TO DO: Tally the lines containing "phrase" in this data. Respond with the tally alone.

INPUT:
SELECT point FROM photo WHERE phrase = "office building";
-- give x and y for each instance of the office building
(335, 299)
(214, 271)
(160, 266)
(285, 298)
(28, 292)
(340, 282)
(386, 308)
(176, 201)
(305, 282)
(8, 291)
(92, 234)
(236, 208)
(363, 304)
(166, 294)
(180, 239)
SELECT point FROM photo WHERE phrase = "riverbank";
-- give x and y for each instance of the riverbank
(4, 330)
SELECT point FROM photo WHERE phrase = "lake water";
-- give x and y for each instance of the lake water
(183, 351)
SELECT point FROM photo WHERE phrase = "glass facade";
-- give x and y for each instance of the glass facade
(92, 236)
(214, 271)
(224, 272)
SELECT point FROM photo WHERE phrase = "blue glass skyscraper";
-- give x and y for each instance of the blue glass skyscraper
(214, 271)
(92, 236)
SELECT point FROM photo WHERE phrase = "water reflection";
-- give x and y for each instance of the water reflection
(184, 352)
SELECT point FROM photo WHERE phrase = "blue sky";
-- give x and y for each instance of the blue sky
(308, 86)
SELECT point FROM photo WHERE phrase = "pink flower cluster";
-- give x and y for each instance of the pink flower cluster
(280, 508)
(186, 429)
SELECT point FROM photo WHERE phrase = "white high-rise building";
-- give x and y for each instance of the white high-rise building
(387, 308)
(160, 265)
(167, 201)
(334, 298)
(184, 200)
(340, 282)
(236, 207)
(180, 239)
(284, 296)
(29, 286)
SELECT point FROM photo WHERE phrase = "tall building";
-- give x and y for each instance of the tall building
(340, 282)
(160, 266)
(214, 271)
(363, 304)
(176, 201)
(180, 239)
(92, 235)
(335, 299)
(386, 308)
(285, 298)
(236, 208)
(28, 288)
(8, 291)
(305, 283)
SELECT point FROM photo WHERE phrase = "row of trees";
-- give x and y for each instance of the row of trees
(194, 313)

...

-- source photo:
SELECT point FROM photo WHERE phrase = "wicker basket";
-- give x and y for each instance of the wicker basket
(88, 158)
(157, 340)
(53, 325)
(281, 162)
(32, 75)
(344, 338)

EXERCISE RESULT: 12